■ WHAT IS BEING ASKED ■
For this exercise, copy each line of the records that contains the word "window".

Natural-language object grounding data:
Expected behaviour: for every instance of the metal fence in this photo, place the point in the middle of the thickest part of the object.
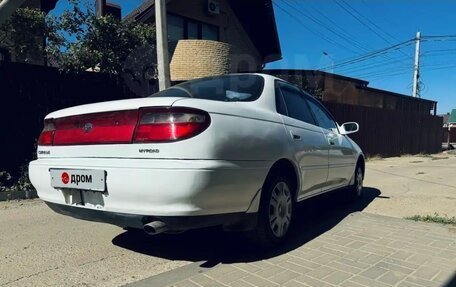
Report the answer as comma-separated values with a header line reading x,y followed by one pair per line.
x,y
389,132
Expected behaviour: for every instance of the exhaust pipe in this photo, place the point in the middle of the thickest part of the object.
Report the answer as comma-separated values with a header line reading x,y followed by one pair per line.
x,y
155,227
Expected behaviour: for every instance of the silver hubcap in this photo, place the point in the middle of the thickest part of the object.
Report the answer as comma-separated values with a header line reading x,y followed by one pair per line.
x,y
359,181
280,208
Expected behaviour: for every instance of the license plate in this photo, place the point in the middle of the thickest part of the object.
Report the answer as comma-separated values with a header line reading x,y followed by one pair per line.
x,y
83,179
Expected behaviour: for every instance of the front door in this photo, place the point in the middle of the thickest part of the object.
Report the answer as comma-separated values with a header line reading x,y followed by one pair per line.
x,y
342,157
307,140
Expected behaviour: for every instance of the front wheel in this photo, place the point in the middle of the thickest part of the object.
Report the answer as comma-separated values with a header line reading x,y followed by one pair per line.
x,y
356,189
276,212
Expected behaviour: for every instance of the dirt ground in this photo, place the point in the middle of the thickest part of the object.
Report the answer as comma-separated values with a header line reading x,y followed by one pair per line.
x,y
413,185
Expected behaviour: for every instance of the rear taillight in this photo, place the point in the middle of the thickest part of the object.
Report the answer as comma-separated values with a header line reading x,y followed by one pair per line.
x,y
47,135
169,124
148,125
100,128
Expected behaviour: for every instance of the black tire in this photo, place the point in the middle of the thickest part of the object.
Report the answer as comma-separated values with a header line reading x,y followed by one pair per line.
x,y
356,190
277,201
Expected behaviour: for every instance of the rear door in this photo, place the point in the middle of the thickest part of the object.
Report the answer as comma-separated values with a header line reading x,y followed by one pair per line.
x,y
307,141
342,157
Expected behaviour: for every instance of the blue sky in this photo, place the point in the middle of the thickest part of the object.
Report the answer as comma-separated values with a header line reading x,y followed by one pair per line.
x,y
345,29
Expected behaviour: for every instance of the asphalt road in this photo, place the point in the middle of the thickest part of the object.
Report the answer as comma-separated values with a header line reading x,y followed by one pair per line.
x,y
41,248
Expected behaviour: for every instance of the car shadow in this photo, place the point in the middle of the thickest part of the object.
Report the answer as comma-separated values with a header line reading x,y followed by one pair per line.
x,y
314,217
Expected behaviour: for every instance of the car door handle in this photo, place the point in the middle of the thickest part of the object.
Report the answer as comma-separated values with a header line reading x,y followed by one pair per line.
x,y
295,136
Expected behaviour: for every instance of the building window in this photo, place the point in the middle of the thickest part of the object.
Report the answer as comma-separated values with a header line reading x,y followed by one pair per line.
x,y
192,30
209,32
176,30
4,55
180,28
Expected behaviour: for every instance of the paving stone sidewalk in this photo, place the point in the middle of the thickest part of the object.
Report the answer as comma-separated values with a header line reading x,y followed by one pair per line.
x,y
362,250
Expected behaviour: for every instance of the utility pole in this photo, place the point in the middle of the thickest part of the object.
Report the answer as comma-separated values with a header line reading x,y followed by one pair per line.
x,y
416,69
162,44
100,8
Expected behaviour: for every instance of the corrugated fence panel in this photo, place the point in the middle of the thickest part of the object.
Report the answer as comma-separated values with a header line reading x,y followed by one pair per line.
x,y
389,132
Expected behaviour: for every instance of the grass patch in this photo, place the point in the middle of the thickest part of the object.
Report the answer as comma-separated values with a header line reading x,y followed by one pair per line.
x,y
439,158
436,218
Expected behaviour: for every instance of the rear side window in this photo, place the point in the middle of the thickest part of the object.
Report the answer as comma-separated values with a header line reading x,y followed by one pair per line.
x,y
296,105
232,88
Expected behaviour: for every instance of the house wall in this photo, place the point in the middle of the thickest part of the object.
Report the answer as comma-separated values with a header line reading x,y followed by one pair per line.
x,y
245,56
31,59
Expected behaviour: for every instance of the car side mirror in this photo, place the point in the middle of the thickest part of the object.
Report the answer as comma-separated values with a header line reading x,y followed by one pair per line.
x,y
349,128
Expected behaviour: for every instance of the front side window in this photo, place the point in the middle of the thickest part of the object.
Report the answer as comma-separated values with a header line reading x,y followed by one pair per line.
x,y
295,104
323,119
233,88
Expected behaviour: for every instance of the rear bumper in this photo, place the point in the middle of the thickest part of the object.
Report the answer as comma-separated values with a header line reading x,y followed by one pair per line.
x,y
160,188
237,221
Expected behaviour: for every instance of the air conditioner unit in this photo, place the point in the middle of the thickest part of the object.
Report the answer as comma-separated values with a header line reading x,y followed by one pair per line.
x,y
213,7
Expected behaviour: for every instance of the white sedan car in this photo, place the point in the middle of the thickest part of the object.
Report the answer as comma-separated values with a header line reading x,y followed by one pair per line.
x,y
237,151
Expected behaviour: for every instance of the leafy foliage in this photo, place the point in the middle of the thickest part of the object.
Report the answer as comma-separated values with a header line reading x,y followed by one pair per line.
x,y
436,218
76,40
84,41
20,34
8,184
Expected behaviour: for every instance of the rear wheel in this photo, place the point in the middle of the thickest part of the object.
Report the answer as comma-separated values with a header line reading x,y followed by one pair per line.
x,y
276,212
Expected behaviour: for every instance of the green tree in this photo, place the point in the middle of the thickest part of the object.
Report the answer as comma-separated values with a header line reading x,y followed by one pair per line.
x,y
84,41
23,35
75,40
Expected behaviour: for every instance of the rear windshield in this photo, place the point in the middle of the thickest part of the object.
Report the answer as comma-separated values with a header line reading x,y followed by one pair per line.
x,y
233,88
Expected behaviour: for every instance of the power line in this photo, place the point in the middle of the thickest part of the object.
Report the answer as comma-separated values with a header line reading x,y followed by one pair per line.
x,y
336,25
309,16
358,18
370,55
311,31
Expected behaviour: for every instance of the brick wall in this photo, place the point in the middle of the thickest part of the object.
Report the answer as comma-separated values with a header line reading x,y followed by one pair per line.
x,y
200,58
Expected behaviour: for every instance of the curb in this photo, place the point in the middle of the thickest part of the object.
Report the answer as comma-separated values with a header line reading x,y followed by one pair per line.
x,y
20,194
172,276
...
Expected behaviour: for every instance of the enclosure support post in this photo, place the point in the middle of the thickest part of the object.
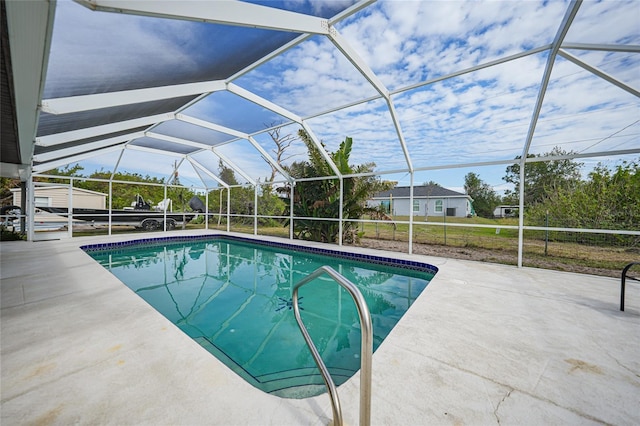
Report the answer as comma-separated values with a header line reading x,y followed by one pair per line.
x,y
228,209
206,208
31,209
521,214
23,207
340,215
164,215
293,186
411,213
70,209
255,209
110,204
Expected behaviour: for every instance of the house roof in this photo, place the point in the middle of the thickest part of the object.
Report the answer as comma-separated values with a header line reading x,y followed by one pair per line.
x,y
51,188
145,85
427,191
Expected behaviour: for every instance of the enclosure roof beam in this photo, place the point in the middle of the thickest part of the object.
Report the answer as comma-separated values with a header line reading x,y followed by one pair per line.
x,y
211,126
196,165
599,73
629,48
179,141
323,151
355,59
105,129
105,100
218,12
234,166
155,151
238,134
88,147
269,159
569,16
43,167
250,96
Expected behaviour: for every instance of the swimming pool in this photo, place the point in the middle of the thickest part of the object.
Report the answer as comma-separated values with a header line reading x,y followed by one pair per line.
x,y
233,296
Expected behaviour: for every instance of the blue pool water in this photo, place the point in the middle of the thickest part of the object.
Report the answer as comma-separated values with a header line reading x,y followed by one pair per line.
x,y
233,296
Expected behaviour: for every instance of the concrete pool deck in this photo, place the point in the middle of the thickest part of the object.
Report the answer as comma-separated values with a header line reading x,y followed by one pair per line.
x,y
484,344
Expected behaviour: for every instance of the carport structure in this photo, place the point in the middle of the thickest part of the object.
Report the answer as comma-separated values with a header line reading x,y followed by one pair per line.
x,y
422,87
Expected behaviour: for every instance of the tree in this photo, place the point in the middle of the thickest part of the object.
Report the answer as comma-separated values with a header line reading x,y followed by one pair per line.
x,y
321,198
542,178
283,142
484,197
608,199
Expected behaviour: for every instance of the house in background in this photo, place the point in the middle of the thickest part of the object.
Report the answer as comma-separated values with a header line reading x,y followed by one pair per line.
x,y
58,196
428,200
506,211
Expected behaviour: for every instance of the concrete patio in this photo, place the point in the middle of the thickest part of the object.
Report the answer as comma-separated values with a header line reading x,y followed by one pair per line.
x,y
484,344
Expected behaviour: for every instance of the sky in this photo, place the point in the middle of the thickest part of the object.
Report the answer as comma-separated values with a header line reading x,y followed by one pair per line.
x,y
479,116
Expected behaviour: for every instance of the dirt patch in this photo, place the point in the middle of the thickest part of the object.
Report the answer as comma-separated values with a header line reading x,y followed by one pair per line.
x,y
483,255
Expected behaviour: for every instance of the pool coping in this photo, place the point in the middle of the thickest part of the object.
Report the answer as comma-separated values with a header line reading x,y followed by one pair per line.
--
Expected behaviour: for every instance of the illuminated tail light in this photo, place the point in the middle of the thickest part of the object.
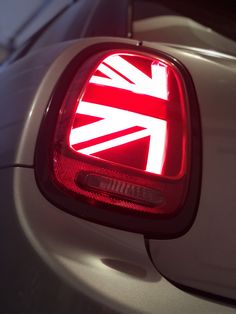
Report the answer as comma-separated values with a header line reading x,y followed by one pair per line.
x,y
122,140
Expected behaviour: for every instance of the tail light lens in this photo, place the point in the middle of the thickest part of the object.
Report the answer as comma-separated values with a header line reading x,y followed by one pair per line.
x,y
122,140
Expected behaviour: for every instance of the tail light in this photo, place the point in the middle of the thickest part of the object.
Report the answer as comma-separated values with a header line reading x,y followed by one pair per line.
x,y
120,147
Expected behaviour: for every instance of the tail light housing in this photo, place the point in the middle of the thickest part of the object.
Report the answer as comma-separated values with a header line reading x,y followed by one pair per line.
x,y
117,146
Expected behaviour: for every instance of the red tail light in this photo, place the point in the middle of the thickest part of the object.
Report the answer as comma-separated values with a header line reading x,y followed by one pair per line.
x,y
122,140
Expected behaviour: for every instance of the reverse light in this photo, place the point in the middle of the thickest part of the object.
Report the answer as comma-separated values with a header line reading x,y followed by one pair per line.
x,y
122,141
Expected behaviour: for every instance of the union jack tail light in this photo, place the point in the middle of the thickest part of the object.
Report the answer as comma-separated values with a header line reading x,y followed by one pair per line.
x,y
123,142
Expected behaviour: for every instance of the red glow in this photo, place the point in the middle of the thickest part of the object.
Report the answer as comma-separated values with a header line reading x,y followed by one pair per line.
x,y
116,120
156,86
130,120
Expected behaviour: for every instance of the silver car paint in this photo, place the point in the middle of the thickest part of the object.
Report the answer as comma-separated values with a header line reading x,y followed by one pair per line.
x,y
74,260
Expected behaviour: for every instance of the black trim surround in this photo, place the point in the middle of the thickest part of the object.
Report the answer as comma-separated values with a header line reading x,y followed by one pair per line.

■ ANSWER BOX ■
Expected behaviour: for every instance of the building window in this photo, place the point in the middle of the thickest part of the object.
Expected behaviour: for every instance of the rear side window in this photo, place the point in the middle of the thickest part of the object.
Expected behaviour: for every instance of the front side window in this photo, place the point in the middle of the thickest part of the object.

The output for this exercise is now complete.